Records excerpted from a collection:
▬▬▬▬▬▬▬▬▬▬

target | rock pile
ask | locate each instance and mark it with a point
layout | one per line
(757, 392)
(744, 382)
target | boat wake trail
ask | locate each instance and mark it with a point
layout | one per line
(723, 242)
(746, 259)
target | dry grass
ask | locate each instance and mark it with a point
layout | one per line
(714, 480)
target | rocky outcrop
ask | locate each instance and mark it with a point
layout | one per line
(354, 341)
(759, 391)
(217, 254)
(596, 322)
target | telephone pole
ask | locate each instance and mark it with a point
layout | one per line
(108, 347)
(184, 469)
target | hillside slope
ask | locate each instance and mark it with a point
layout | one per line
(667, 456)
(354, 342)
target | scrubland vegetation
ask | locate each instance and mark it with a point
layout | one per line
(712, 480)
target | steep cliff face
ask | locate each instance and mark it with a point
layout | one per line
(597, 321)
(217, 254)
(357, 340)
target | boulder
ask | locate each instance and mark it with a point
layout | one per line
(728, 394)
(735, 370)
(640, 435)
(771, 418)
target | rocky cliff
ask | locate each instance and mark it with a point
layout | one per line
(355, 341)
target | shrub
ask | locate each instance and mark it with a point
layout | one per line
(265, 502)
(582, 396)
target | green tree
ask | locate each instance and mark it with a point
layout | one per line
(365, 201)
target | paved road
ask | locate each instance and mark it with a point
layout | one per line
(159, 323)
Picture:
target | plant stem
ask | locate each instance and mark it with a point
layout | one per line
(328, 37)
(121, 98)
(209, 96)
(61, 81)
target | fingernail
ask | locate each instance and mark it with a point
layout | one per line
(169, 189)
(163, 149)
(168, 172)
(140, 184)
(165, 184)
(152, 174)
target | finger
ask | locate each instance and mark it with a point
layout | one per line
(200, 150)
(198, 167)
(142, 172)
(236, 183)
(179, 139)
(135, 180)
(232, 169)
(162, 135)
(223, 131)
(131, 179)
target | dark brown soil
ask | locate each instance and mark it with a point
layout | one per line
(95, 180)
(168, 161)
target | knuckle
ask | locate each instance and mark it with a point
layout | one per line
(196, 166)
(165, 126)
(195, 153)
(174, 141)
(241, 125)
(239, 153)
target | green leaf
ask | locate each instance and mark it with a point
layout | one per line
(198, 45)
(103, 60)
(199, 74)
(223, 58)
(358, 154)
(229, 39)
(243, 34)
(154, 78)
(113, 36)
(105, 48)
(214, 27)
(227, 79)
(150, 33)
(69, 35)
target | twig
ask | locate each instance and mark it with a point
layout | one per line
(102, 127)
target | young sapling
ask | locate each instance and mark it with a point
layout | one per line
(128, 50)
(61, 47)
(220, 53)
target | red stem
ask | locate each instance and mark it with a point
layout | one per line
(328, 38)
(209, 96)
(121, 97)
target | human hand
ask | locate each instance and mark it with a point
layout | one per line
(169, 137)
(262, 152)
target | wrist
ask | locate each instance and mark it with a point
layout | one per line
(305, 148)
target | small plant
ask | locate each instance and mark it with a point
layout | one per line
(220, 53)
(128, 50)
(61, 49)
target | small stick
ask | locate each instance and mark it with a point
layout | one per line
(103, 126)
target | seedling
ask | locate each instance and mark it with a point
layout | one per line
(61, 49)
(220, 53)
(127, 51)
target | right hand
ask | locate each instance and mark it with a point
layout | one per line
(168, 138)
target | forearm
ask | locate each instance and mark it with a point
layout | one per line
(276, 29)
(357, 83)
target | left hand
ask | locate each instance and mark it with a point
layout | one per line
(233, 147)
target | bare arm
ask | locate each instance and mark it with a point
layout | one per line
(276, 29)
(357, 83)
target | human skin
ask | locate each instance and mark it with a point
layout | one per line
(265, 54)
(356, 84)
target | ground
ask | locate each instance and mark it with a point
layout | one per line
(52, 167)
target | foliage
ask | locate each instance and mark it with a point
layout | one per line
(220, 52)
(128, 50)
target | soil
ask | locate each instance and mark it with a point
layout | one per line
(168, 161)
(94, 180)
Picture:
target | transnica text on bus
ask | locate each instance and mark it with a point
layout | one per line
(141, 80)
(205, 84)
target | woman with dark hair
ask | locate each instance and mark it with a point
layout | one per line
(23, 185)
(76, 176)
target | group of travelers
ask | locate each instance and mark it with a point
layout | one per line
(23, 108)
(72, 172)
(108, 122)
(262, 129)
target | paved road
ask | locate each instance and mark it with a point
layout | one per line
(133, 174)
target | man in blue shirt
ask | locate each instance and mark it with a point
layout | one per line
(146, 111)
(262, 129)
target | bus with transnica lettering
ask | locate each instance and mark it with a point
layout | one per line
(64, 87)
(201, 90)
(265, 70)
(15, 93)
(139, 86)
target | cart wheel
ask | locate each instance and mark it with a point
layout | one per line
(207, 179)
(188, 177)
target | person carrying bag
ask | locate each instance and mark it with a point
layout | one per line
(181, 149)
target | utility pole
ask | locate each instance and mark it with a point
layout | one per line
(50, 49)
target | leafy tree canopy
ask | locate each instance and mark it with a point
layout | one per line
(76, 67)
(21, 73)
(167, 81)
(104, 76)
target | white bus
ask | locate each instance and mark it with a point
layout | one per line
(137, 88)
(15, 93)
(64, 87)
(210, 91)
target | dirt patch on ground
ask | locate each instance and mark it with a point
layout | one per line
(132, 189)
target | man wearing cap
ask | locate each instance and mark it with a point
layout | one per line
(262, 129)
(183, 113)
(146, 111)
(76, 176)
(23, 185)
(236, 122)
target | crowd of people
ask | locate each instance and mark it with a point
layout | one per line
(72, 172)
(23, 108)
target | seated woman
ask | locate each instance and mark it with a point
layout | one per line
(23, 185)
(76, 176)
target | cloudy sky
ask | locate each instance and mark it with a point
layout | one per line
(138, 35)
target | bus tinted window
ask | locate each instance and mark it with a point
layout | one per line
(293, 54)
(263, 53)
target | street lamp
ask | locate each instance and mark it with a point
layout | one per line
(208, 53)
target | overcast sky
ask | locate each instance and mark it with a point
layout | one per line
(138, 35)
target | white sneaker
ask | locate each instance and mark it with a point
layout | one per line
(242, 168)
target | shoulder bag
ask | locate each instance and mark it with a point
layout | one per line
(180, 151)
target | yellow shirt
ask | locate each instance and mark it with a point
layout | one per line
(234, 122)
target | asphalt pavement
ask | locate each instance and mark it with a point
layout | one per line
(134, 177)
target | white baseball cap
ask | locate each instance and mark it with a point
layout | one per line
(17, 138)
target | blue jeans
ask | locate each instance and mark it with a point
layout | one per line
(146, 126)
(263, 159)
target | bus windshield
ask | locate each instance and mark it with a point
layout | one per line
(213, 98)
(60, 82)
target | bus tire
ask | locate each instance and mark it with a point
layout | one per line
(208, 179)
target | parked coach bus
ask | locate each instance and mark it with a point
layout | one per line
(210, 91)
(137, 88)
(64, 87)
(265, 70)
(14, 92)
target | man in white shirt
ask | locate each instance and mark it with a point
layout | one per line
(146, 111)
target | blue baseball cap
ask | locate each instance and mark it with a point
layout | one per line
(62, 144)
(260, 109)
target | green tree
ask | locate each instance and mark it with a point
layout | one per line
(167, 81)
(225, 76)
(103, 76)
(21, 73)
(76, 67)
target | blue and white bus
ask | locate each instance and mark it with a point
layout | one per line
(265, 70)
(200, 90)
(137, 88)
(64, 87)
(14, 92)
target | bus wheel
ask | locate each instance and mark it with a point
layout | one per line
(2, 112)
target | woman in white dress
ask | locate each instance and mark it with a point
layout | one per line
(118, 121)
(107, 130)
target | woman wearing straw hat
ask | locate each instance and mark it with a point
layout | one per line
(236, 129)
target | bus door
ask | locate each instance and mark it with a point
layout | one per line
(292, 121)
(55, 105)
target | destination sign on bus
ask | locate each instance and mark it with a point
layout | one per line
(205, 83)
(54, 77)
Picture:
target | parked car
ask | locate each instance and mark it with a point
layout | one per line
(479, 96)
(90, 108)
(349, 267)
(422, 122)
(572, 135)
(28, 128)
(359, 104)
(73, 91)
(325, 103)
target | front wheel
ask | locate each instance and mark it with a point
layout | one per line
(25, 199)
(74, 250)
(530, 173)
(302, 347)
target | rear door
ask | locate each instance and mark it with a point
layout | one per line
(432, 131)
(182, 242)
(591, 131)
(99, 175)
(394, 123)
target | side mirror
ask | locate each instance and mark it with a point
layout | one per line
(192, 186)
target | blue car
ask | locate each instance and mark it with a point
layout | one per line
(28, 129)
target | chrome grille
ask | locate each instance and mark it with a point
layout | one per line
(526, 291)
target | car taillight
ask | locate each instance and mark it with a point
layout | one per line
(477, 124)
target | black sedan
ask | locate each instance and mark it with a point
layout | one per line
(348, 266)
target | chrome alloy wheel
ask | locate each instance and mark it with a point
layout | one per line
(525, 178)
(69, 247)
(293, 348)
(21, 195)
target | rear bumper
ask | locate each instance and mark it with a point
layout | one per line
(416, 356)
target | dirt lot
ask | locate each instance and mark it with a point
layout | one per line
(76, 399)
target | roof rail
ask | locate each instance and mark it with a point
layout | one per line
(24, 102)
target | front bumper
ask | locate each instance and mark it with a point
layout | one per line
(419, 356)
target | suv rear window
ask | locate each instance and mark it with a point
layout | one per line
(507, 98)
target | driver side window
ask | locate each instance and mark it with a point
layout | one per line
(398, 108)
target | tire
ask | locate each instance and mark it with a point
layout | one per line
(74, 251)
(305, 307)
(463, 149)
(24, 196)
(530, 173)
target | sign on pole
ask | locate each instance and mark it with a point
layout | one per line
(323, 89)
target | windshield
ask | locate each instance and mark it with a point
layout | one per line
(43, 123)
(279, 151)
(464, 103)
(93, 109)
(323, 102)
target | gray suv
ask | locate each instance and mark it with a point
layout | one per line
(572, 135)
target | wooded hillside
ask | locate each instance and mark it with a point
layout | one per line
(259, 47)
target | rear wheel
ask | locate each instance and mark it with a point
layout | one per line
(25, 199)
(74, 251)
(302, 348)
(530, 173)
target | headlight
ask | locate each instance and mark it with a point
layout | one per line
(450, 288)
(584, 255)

▬▬▬▬▬▬▬▬▬▬

Exactly and exclusively, repeat the lines from the line that contains "target | rear door" through the end of the records, both ends included.

target | rear door
ask | locate each instance and mark it with a point
layout | one per line
(432, 131)
(182, 242)
(591, 131)
(99, 175)
(394, 123)
target | side mirror
ask | locate each instance and mark it with a point
layout | one per line
(192, 186)
target | blue car
ask | locate each instance and mark it with a point
layout | one per line
(28, 129)
target | chrome grille
ask | locate each instance and mark it with a point
layout | one per line
(526, 291)
target | car taillight
ask | locate each instance and mark it with a point
layout | one per line
(477, 124)
target | black sedan
ask | locate each instance and mark it with a point
layout | one per line
(348, 266)
target | chrome alloy wheel
ask | locate each instance and mark it with a point
layout | one per line
(525, 178)
(69, 247)
(293, 348)
(21, 195)
target | rear bumper
ask | locate each instance and mark it with a point
layout | one per line
(416, 356)
target | dirt lot
ask | locate each instance and mark it with a point
layout | one per line
(76, 399)
target | roof rail
ask | locate each instance and mark it with a point
layout | one per line
(24, 102)
target | front bumper
ask | locate each instance and mark it with a point
layout | one per line
(419, 356)
target | suv rear window
ask | locate each instance and mark it with a point
layout | one per line
(507, 98)
target | driver side window
ask | locate each instance and mark it with a point
layout | one per line
(398, 108)
target | tire
ask | locate each instance and mark it with a point
layout | one per line
(74, 251)
(305, 307)
(463, 149)
(24, 196)
(530, 173)
target | sign on pole
ask | locate each instance and mark it with a point
layout | one per line
(323, 89)
target | windshield
ask | locate each instance and mark it with a point
layout | one per line
(43, 123)
(279, 151)
(464, 103)
(93, 109)
(323, 102)
target | gray suv
ask | locate each instance and mark it with a point
layout | one per line
(572, 135)
target | wooded hillside
ask | locate each instance and mark it with a point
layout | one per line
(259, 47)
target | rear wheel
ask | locate each instance and mark it with a point
layout | one per line
(25, 199)
(74, 251)
(302, 348)
(530, 173)
target | headlight
ask | locate each instance and mark it with a point
layout | one per line
(450, 288)
(584, 255)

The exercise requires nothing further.